— Start —

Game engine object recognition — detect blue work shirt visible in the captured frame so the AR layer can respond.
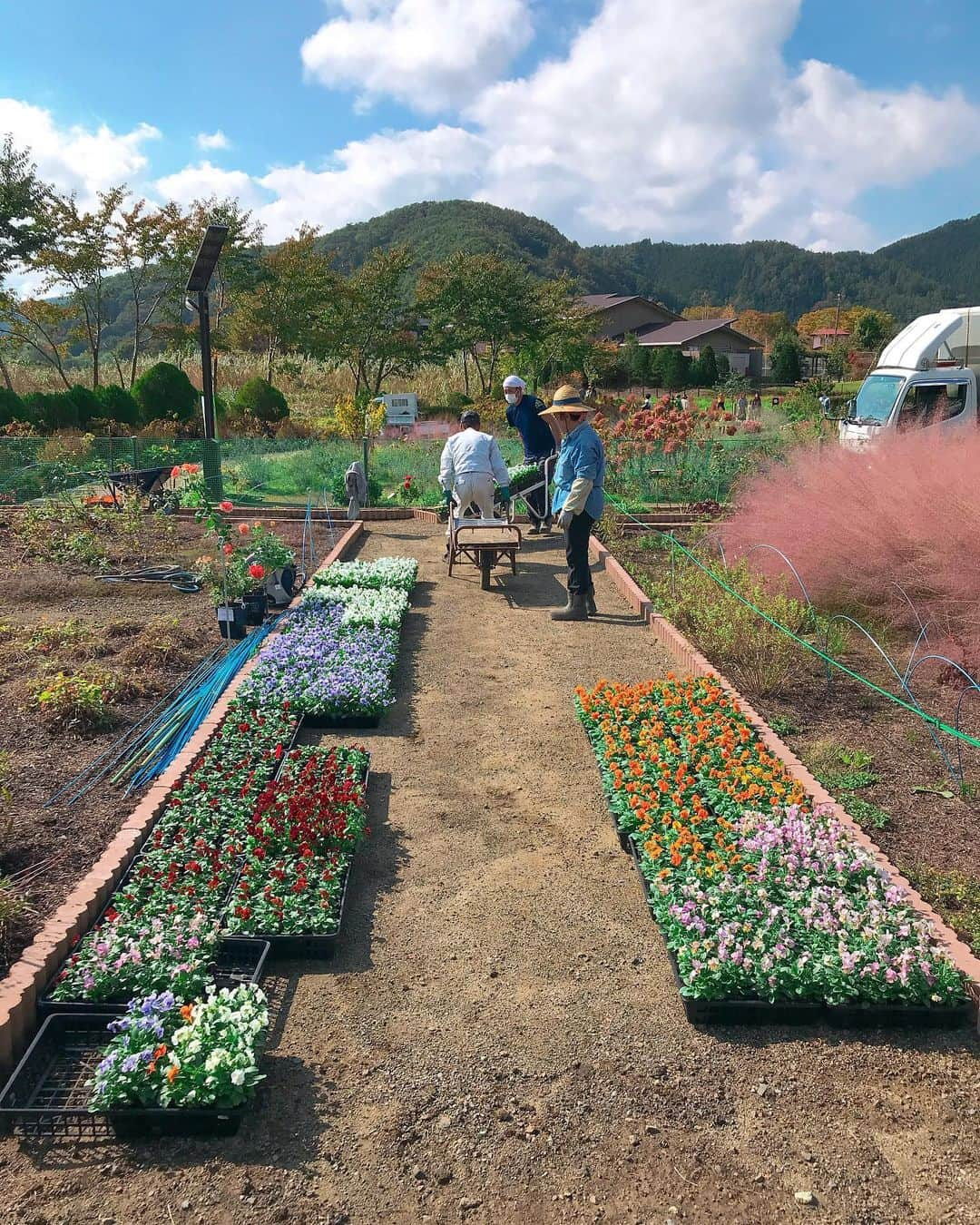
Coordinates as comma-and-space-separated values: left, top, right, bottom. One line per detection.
552, 421, 605, 519
507, 392, 555, 459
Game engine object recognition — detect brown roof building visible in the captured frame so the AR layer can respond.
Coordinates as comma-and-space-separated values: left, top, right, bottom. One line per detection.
581, 294, 762, 378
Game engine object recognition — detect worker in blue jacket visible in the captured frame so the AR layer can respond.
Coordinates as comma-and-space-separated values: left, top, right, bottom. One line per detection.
504, 375, 560, 535
540, 384, 605, 621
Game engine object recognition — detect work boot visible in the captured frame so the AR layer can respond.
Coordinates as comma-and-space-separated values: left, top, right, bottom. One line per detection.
552, 592, 589, 621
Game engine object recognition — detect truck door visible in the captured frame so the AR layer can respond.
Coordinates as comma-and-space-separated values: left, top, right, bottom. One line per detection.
896, 380, 973, 434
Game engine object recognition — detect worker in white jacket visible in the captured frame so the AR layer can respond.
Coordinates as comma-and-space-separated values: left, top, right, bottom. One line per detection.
438, 408, 511, 534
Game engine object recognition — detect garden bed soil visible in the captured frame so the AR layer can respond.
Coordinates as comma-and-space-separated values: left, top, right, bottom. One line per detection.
0, 512, 313, 976
0, 522, 980, 1225
612, 542, 980, 938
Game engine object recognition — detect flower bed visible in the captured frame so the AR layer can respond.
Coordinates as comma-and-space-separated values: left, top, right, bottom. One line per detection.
300, 587, 408, 630
577, 678, 965, 1012
239, 603, 398, 719
312, 557, 419, 594
90, 985, 269, 1111
225, 749, 368, 945
50, 701, 294, 1004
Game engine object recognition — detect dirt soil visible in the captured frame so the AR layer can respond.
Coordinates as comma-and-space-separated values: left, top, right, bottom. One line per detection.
0, 523, 980, 1225
0, 512, 327, 976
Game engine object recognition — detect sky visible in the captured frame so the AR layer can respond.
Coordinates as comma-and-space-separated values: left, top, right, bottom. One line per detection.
0, 0, 980, 250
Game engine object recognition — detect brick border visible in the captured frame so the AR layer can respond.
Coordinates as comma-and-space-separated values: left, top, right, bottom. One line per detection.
589, 536, 980, 1030
0, 519, 364, 1079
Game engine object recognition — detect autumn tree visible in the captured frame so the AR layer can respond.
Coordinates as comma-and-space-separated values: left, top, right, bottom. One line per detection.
32, 188, 126, 388
231, 225, 340, 384
417, 251, 539, 396
111, 200, 191, 387
310, 239, 425, 396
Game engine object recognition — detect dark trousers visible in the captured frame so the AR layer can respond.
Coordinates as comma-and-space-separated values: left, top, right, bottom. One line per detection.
522, 456, 552, 525
564, 511, 595, 595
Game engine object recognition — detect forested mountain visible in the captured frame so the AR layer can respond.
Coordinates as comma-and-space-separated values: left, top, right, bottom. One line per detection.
321, 200, 980, 321
24, 200, 980, 359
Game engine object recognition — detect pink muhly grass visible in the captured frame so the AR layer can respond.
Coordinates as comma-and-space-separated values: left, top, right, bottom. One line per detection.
724, 430, 980, 669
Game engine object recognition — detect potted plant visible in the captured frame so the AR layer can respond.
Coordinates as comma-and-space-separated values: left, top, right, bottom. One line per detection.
239, 521, 297, 605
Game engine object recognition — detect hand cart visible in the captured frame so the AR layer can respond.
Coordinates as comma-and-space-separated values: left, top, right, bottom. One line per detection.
446, 514, 521, 592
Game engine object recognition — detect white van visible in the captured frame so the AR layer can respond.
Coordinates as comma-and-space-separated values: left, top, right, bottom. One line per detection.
375, 392, 419, 425
838, 307, 980, 447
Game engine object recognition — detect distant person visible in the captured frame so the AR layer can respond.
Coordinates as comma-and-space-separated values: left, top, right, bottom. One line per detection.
504, 375, 559, 535
438, 408, 511, 548
344, 459, 368, 522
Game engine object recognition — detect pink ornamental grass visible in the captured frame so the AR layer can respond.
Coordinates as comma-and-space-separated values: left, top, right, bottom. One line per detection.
724, 430, 980, 668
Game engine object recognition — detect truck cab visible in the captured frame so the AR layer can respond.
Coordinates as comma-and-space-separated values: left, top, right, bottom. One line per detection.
838, 307, 980, 448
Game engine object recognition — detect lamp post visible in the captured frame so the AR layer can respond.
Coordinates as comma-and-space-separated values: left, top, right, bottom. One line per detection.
185, 225, 228, 498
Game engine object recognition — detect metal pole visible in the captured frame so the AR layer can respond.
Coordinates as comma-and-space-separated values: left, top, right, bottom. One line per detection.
197, 291, 221, 498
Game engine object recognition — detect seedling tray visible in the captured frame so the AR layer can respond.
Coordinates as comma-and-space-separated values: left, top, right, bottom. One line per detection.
0, 1013, 245, 1141
300, 713, 381, 731
38, 936, 270, 1017
230, 860, 353, 960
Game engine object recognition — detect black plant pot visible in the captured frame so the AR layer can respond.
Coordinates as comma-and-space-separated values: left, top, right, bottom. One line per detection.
241, 588, 269, 625
279, 566, 297, 595
216, 604, 248, 638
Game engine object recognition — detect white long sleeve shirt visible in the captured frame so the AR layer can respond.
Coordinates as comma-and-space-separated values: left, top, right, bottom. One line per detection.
438, 427, 510, 490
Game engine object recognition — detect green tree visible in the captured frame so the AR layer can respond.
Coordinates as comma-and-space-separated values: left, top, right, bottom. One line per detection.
661, 348, 691, 391
94, 384, 140, 425
851, 308, 897, 350
417, 251, 539, 396
132, 361, 201, 421
772, 332, 800, 384
233, 378, 289, 425
691, 344, 718, 387
823, 340, 848, 378
311, 246, 424, 396
231, 225, 340, 384
0, 387, 27, 425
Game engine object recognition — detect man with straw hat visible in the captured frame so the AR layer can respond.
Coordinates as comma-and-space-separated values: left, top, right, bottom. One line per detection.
540, 384, 605, 621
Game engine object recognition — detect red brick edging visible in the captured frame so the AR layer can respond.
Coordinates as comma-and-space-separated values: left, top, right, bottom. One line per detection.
589, 536, 980, 1028
0, 519, 364, 1077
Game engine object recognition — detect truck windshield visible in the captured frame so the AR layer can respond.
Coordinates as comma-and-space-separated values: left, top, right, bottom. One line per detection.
853, 375, 906, 425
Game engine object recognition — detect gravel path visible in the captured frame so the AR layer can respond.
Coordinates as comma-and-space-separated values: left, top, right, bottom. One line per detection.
0, 522, 980, 1225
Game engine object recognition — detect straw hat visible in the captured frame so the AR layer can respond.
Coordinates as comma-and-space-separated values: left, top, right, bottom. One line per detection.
538, 384, 591, 416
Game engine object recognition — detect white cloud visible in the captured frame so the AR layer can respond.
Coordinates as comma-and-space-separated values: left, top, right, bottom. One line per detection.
0, 98, 161, 209
197, 127, 231, 151
301, 0, 532, 113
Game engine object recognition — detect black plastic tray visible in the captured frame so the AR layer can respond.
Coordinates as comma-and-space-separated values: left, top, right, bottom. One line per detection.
0, 1013, 246, 1140
38, 936, 270, 1017
300, 714, 381, 731
230, 858, 354, 960
826, 1000, 976, 1029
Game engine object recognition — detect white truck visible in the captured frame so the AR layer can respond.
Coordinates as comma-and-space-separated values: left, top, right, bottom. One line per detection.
838, 307, 980, 448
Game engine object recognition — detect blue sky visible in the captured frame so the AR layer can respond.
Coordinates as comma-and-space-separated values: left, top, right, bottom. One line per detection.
0, 0, 980, 249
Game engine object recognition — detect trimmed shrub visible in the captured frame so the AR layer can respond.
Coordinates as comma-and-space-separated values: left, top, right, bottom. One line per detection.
132, 361, 201, 421
24, 391, 80, 433
0, 387, 28, 425
724, 429, 980, 670
65, 384, 105, 426
95, 384, 140, 425
233, 378, 289, 425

— End —

> _Task description_
Update the lines from the one containing "Game engine object recognition — detect white cloud" up to and including the one containing "826, 1000, 976, 1029" by replacing "black plastic tray" with "dark plastic tray", and leave everything else unchanged.

> _Answer to the task_
Game engine object recognition — detect white cloud visible in the captured frame so the AR layer can respond.
Coordinates as comma-and-space-separated values: left, top, right, bottom. One line per detection.
0, 98, 161, 209
197, 127, 231, 151
301, 0, 532, 113
Game engine object recognition — detect dark plastic tray visible in the captured frame so the AR layer can respond.
Coordinates as comma-and-space-separated values: left, top, right, bottom. One line per detection.
0, 1013, 246, 1140
38, 936, 270, 1017
300, 714, 381, 731
230, 858, 354, 960
826, 1000, 976, 1029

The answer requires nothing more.